Your task -
Please continue the forum thread about LED bulbs and saving on electricity, starting right after its final sentence.

Document -
·····
I often wonder what ever happened to him.

Rich


----------



## inkahauts

dmspen said:


> I leave my PC powered, but initiate Sleep mode when away from it. I turn my printer off because it will randomly decide to clean itself at some forsaken hour of the morning. The printer is in my bedroom and has woken s up doing it's cleaning.
> 
> I bought 6 more 60 watt LEDs through Amazon's Deal of the Day last week. Cost a little over $4 each. Put them in upstairs landing light, bedroom closet area, and garage.
> 
> In the past I often went into the 'Tier 4' cost of electricity with PG&E. Since my replacement of almost every bulb I have not hit Tier 4 once. In fact, I'm only hitting Tier 3 towards the end of the month.
> 
> If that keeps up, I'll have paid off my LEDs in a few years! Hmmmm....


I'll bet it doesn't even take a full year. Wait to see how much it saves you in summer when you run your air conditioner.


----------



## Herdfan

inkahauts said:


> I'll bet it doesn't even take a full year. Wait to see how much it saves you in summer when you run your air conditioner.


Also get rid of any older plasma TV's. I had a 2nd generation 55" plasma in the living room and that thing was basically a 400W space heater. Replaced it with an LCD and that room is not nearly as warm in the summer. Of course on the flip side it takes more to heat the room in the winter, but that is gas and much cheaper.


----------



## SayWhat?

^^ Not to mention you can move the LCD by yourself without calling in the neighborhood and a forklift.

I can't believe the weight difference between my first 27" LCD flat screen with a glass front and my current 30" LCD. About half the weight and about half the depth.


----------



## dmspen

satcrazy said:


> What brand is your [phantom] printer?
> 
> I'd like to know for future reference, as I avoid anything I can that is "random", lol.


It's an HP all-in-one color laser printer. It does some stupid things IMO besides the random middle of the night cleaning. Often, I'll lift the lid to place an item on the scanner, then push the scan button. This launches a self cleaning. I wasn't aware toner was used in scanning!

Overall the printer has been pretty awesome. The color laser output is fantastic. We even have semi-gloss paper for color laser photo printing which turns out pretty good.


----------



## grunes

Wait - I thought LEDs last virtually forever, so people use them places where bulb changing is difficult.

How common are reliability problems with LED bulbs?

If they don't get too hot, and they aren't on a dimmer, can I trust them to last a lifetime?

What about the LEDs that light up modern LCD TVs?


----------



## dennisj00

LEDs can last forever since there's no 'burning' like an incandescent filament that oxidizes to change electrical current to heat and light.
·····
Excerpt from a dataset
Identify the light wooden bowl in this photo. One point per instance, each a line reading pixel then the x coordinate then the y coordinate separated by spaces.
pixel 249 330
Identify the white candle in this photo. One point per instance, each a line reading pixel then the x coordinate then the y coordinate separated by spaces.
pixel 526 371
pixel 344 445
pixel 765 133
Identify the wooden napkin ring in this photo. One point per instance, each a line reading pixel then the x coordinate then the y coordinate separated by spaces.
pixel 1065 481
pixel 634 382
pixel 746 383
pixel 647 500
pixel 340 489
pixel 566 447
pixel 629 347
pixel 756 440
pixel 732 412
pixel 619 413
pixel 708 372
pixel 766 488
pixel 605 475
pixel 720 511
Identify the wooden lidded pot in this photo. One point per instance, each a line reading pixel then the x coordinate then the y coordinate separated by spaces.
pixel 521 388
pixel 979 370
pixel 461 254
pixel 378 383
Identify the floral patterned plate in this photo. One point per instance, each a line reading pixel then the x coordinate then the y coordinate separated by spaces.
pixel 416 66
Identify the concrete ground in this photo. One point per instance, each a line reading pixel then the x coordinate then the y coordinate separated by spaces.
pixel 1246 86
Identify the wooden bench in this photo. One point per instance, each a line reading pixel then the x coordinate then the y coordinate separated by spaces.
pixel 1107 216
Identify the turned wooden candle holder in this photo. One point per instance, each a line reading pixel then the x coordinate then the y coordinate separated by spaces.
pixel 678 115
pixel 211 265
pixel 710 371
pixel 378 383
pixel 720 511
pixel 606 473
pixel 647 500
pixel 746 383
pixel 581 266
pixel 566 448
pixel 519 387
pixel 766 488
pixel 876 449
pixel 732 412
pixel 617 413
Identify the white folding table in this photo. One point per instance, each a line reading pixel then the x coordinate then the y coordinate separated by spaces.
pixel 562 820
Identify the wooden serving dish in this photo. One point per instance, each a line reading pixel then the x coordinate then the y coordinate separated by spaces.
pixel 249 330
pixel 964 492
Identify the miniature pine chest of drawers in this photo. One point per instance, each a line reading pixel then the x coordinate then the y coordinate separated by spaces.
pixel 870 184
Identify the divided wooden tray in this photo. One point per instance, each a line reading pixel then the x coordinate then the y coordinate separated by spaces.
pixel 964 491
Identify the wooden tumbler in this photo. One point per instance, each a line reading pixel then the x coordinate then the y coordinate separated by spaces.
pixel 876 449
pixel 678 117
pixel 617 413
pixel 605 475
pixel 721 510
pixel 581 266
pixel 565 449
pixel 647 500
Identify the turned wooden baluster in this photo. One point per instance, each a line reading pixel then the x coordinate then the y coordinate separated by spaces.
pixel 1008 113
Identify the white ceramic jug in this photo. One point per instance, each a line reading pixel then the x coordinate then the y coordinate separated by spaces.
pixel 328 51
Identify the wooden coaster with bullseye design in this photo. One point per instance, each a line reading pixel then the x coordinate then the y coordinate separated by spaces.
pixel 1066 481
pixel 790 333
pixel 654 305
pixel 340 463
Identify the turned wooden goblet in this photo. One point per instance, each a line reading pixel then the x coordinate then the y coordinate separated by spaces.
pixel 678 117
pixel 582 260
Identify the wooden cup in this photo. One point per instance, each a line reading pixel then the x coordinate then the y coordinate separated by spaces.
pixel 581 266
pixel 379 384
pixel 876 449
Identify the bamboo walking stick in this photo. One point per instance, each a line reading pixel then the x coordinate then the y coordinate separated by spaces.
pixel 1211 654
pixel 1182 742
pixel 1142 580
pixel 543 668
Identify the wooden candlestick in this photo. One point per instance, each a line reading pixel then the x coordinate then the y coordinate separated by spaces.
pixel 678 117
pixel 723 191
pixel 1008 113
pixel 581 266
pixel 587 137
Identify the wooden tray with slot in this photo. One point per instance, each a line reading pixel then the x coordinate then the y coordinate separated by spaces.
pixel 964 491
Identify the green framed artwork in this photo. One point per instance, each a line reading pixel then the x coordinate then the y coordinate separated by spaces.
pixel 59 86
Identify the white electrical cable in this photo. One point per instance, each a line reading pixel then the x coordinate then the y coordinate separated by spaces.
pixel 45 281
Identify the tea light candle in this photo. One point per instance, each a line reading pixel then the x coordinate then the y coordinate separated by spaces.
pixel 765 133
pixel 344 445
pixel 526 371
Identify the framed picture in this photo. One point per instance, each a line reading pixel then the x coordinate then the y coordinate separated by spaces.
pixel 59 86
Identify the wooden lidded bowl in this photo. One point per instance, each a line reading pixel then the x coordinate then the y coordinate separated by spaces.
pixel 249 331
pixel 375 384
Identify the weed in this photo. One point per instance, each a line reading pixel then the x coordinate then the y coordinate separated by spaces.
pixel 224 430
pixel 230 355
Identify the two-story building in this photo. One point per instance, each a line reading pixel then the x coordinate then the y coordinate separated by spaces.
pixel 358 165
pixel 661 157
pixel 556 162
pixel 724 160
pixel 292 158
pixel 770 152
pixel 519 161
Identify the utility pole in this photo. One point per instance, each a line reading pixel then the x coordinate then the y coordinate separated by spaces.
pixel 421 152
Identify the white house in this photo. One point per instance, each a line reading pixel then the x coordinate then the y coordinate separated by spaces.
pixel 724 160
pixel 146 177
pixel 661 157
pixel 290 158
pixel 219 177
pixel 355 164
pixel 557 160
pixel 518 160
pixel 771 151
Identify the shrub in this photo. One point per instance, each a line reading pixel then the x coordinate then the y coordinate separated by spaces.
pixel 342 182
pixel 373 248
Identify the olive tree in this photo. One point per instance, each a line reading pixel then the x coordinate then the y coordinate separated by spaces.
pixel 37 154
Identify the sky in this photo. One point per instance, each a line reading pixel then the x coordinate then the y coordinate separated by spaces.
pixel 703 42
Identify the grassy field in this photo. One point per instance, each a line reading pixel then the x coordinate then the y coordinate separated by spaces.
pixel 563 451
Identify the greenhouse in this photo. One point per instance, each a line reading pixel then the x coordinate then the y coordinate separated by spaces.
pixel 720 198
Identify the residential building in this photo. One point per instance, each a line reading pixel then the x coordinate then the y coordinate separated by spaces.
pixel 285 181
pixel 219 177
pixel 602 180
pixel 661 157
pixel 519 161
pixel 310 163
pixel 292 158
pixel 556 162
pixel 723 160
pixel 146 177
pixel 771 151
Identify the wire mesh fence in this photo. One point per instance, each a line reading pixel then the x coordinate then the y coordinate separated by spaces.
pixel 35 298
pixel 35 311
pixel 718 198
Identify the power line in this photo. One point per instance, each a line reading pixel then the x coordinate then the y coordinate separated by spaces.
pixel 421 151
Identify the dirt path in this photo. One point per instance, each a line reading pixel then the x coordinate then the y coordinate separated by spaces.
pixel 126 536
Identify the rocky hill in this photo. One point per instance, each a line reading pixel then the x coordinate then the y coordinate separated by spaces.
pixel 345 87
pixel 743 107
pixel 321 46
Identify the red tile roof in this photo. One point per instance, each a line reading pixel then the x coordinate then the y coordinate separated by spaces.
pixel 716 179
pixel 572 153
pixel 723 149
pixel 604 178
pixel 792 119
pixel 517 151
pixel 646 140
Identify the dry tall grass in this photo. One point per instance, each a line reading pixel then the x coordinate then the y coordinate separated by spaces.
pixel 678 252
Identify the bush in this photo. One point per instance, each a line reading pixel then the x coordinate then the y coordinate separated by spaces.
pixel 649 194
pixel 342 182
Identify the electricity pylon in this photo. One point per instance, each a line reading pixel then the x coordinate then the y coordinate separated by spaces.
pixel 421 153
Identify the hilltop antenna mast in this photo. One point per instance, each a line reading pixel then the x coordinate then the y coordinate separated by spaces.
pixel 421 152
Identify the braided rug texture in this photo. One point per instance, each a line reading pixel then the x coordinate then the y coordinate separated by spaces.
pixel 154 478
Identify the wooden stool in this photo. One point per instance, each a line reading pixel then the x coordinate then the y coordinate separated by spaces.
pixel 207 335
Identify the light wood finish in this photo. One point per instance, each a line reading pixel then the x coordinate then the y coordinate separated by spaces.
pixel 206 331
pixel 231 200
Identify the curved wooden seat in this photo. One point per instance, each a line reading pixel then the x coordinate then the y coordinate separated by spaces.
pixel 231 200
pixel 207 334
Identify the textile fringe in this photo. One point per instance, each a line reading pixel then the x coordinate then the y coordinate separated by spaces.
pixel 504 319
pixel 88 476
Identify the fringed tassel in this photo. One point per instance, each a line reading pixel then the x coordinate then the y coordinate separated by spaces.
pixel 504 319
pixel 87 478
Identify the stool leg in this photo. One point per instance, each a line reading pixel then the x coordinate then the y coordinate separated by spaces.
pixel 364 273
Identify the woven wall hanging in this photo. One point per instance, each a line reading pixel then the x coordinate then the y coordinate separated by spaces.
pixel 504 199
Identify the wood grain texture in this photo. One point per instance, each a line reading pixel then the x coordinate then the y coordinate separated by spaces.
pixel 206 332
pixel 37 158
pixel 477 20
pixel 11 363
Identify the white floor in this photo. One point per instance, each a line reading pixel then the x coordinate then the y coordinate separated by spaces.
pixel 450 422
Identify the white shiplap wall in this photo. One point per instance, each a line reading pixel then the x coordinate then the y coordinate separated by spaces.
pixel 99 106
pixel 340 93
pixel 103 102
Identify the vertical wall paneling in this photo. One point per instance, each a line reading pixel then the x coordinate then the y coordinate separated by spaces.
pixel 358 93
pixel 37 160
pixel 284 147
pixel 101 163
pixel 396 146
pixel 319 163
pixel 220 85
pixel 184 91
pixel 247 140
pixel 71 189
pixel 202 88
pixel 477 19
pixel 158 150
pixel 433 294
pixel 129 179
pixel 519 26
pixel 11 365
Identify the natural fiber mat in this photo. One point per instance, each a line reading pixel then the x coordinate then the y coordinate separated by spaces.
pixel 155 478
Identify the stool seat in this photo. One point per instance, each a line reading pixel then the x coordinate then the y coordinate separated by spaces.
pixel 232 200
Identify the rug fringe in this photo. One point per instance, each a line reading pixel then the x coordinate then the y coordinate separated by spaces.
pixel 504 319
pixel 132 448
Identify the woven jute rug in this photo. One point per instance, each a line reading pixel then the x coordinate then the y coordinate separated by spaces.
·····
Answer to this task -
HOWEVER, LEDs and supporting circuitry are venerable to surges, heat and other factors that make all our electronics eventually fail.


----------



## Drucifer

Lava Lamps - Is there a bulb for them yet? Or do Lava Lamps need to get redesign?


----------



## MysteryMan

Drucifer said:


> Lava Lamps - Is there a bulb for them yet? Or do Lava Lamps need to get redesign?


Good question.


----------



## SayWhat?

I'm pretty sure they need the heat.


----------



## Herdfan

Ran into my first LED issue.

We have what I call kick lights or step lights built into the walls going up our stairs. I used to use 25w bulbs in them, but since they burn all night, they didn't last. Neither did they CFL's I tried. So then I tried LED's. The first one just went out after about 3? years (keep in mind they burn approx 12 hours a day). So I went to replace it and got what I though was the same bulbs and brand (the HD store brand fan light bulbs). Put it in and it looks totally different. It is the only bulbs of that type they carried, so it's not like I grabbed a _soft white_ and the others were _daylight_, because that is what it looked like.

So one bulb going out means I just replaced 4. How were these things supposed to save me money?


----------



## Rich

Drucifer said:


> Lava Lamps - Is there a bulb for them yet? Or do Lava Lamps need to get redesign?


They should have been redesigned years ago. Using a light bulb as a heat source was never a good idea. I like the things, but a redesign has been obviously overlooked for years.

Rich


----------



## Rich

SayWhat? said:


> I'm pretty sure they need the heat.


They need the heat and they need a new source for that heat.

Rich


----------



## Rich

Herdfan said:


> Ran into my first LED issue.
> 
> We have what I call kick lights or step lights built into the walls going up our stairs. I used to use 25w bulbs in them, but since they burn all night, they didn't last. Neither did they CFL's I tried. So then I tried LED's. The first one just went out after about 3? years (keep in mind they burn approx 12 hours a day). So I went to replace it and got what I though was the same bulbs and brand (the HD store brand fan light bulbs). Put it in and it looks totally different. It is the only bulbs of that type they carried, so it's not like I grabbed a _soft white_ and the others were _daylight_, because that is what it looked like.
> 
> So one bulb going out means I just replaced 4. How were these things supposed to save me money?


Evolution sure is fun, isn't it?

Rich


----------



## dpeters11

Philips is releasing a $5 60W equvilent LED bulb, Home Depot will sell two for the price of one for 90 days.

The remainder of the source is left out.